__Exercise prompt__.
All of the data that follows should be retyped exactly as it appears.

BEGIN Extracted records

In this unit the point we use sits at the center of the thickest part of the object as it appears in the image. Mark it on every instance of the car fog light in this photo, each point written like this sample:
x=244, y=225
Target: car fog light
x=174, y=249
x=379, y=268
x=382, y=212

END Extracted records

__Answer section__.
In this unit the point we use sits at the center of the thickest part of the object as it appears in the image. Mark it on every instance of the car fog light in this photo, each point written like this sample:
x=244, y=225
Target: car fog light
x=174, y=249
x=379, y=268
x=382, y=212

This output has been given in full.